Excerpts of pointing data:
- - - - - - -

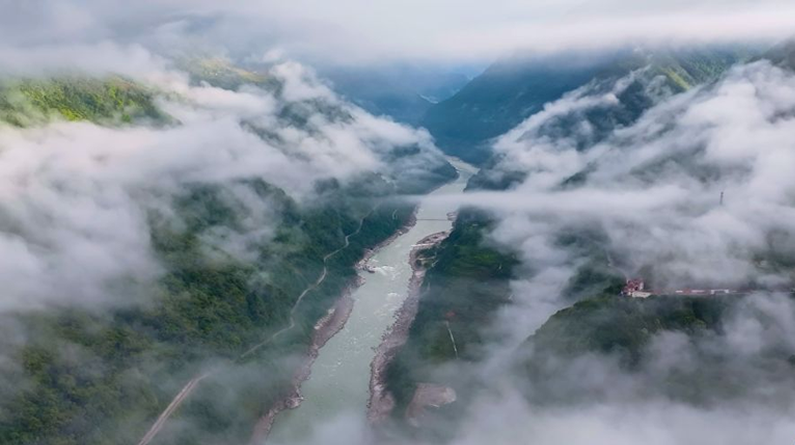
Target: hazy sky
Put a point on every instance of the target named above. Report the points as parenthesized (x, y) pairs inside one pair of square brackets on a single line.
[(367, 31)]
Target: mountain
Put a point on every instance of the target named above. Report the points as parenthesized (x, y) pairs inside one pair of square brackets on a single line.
[(226, 201), (782, 54), (515, 88), (403, 92)]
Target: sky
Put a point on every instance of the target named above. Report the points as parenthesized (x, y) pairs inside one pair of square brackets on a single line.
[(360, 31)]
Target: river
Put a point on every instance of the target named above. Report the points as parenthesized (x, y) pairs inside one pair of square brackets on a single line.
[(336, 394)]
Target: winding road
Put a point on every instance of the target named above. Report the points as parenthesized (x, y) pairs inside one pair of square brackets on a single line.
[(194, 382)]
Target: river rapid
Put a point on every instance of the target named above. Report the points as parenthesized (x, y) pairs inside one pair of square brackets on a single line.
[(337, 392)]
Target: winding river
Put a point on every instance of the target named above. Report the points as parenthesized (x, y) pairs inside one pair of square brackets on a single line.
[(336, 394)]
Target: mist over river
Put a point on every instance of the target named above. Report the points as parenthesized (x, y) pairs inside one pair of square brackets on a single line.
[(337, 391)]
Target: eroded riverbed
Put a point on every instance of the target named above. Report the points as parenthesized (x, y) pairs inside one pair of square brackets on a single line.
[(337, 392)]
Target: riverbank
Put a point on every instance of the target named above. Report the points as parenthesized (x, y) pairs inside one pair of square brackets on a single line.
[(325, 329), (381, 402)]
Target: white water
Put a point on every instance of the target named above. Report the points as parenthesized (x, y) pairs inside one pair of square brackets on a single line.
[(337, 392)]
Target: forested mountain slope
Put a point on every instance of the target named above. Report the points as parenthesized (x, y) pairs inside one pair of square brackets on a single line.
[(221, 204), (515, 88)]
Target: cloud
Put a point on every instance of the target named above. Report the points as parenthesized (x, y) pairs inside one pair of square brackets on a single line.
[(366, 32), (76, 197)]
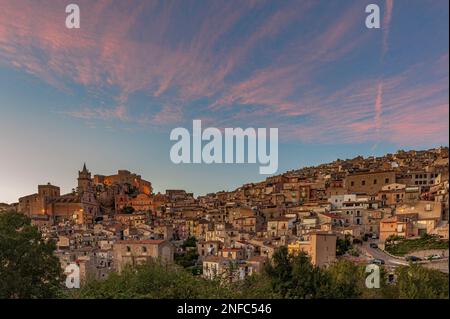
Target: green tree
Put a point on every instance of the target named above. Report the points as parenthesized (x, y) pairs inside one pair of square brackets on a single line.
[(28, 266), (309, 282), (155, 280), (345, 280), (417, 282)]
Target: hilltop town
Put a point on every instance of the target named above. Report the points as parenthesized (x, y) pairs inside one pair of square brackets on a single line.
[(107, 222)]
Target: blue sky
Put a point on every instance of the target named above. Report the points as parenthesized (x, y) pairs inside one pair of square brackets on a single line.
[(109, 93)]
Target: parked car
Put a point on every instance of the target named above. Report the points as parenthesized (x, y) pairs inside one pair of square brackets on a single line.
[(377, 261), (413, 258), (434, 257)]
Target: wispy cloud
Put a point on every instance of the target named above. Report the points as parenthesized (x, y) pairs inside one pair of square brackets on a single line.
[(285, 64)]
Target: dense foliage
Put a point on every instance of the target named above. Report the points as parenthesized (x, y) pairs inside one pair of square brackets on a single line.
[(28, 267), (286, 277)]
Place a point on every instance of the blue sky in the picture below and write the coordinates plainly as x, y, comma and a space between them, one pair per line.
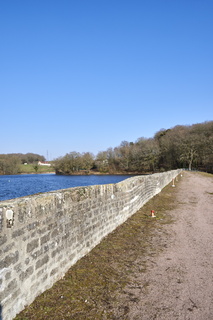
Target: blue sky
85, 75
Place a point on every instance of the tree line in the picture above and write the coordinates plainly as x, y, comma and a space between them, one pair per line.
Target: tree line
10, 163
179, 147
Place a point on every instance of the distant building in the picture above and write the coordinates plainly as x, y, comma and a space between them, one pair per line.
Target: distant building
44, 163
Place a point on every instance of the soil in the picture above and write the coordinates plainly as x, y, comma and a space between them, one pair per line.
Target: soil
180, 279
148, 268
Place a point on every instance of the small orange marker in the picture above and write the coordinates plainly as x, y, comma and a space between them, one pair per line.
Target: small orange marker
153, 214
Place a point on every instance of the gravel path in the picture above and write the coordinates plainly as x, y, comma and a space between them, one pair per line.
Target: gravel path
179, 281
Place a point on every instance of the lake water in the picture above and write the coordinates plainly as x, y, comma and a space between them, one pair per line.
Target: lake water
14, 186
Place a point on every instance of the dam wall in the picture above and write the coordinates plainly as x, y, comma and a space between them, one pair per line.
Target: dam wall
43, 235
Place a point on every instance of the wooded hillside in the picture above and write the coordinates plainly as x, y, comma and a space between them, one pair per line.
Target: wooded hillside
179, 147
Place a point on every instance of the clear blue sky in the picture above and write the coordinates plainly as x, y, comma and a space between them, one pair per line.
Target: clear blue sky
85, 75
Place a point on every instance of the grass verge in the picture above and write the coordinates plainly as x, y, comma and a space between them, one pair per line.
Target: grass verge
93, 287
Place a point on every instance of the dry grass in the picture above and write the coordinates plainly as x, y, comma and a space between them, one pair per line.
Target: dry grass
93, 287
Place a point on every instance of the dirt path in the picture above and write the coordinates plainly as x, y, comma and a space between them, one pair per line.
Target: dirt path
148, 268
179, 281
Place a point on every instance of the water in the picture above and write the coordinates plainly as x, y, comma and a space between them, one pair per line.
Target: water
14, 186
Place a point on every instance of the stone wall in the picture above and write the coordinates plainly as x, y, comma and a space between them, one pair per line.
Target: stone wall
42, 236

- - - - - - -

- GIVEN PROBLEM
Print the complete listing exactly, apart from any pictures.

- RESULT OF THE EXERCISE
Target: hazy sky
Put a point on every instance of the target named above. Report the points as parenthesized (x, y) pairs inside one pair of square brackets on a single line.
[(367, 31)]
Target: mountain
Put a point on every instance of the target named above. Report the points as parenthesized (x, y) pairs inside one pair of square brackets on a single line.
[(226, 201), (782, 54), (515, 88), (403, 92)]
Target: sky
Put a point on every instance of the target named above. Report the points as parenthesized (x, y) pairs inside one pair of square brackets on a single line.
[(360, 31)]
Target: river
Put a point on every instance of the target named above. Report the points as parenthesized (x, y) pairs inside one pair of square brackets on a single line.
[(336, 394)]
Target: winding road
Put a point on every instance of the target named above. Report the points as parenthesized (x, y) pairs inside one pair of square brackets on a single line.
[(194, 382)]
Target: river rapid
Put a point on every instance of the target named above. Report the points as parenthesized (x, y) pairs inside one pair of square brackets on a single line.
[(337, 392)]
Target: winding river
Put a point on every instance of the target named above. Report the points as parenthesized (x, y) pairs inside one pair of square brackets on a single line.
[(336, 394)]
Target: mist over river
Put a point on every instance of the target named above. Report the points as parenthesized (x, y) pairs inside one pair of square brackets on a single line.
[(337, 391)]
Target: eroded riverbed
Put a point on every instance of the target named above. Report the points as parenthesized (x, y) pairs inside one pair of square brackets on a single line.
[(337, 392)]
Target: riverbank
Put a point on every instance of the target named above. Report the points as parenthesized (x, y) pairs inside one pair of square brackets on a single line.
[(325, 329), (381, 402)]
Target: white water
Put a point on every instance of the target named above. Report the points as parenthesized (x, y) pairs inside one pair of square brackets on a single line.
[(337, 392)]
Target: forested mountain slope
Put a point on every instance of the target named above. Report the points as parenthesized (x, y) pairs inside one pair of square brackets on a single line.
[(221, 204), (515, 88)]
Target: cloud
Put a point on every instance of the target named above. Report the points as parenthesized (x, y) pairs inside one pair of square brackets on a single line.
[(366, 32), (76, 197)]
Target: green tree
Put a point on every instance of the target named above. Report the points as parenthesized (x, y) pairs inside one pair of square brackets on a single line.
[(28, 266), (309, 282), (155, 280), (345, 280), (417, 282)]
Target: hilltop town
Put a point on every instance of the target named above. Report the points as parenthesized (x, y) pairs inside one pair of square brackets on a single line.
[(107, 222)]
Target: blue sky
Put a point on every instance of the target named above. Report the points as parenthesized (x, y) pairs inside one pair of square brackets on a single line.
[(109, 93)]
Target: parked car
Put a point on every instance of the target named above. Report the points as parenthesized (x, y) pairs inside one pair of square brackets on a single line.
[(377, 261), (413, 258), (434, 257)]
Target: wispy cloud
Put a point on every instance of the target named above. Report the points as parenthesized (x, y) pairs inside one pair of square brackets on a single line.
[(285, 64)]
Target: dense foliage
Put a point on every instance of the target named above. Report the points as parenthesized (x, y) pairs inside one pair of square brackets on a single line.
[(28, 267), (286, 277)]
Place a point on every instance of the blue sky in the picture below and write the coordinates plainly as x, y, comma and a space between them, one pair per line.
Target: blue sky
85, 75
Place a point on every instance of the tree line in the picture above and write the coordinates plainly as x, y, comma and a space between them, one pair per line.
Target: tree line
10, 163
179, 147
Place a point on every instance of the distant building in the picture above and write the coordinates plainly as x, y, comma and a space between them, one pair per line.
Target: distant building
44, 163
Place a point on every instance of the soil in the picture above and write the coordinates plainly as x, y, comma and a space between them, one pair per line.
Target: soil
180, 279
148, 268
Place a point on every instance of the small orange marker in the picture above and write the coordinates plainly as x, y, comma and a space between them, one pair per line.
Target: small orange marker
153, 214
Place a point on every instance of the gravel path in the picture above and write the coordinates plainly as x, y, comma and a space between them, one pair per line.
Target: gravel path
179, 281
Place a point on every instance of the lake water in the picture above and write the coordinates plainly as x, y, comma and a space between them, one pair per line.
Target: lake water
14, 186
Place a point on every instance of the dam wall in the picture above and write the coordinates plainly as x, y, comma and a space between them, one pair per line.
Target: dam wall
43, 235
Place a point on every instance of the wooded hillside in the picture above and write the coordinates plainly as x, y, comma and a space between them, one pair per line.
Target: wooded hillside
179, 147
Place a point on every instance of the clear blue sky in the picture above and write the coordinates plainly as x, y, comma and a space between them, one pair per line.
Target: clear blue sky
85, 75
Place a point on every instance of the grass verge in the picture above and write the coordinates plainly as x, y, comma and a space between them, one pair per line.
Target: grass verge
93, 287
Place a point on every instance of the dry grass in the picture above and write the coordinates plainly as x, y, comma and a space between them, one pair per line.
Target: dry grass
93, 287
Place a point on every instance of the dirt path in the picture above and write the coordinates plainly as x, y, comma and a space between them, one pair per line.
Target: dirt path
148, 268
179, 281
Place a point on every instance of the water in the picture above and write the coordinates plainly as x, y, comma and a space between them, one pair per line.
Target: water
14, 186
Place a point on every instance of the stone wall in the picture above and write the coordinates plainly as x, y, comma and a space between them, one pair per line.
Target: stone wall
42, 236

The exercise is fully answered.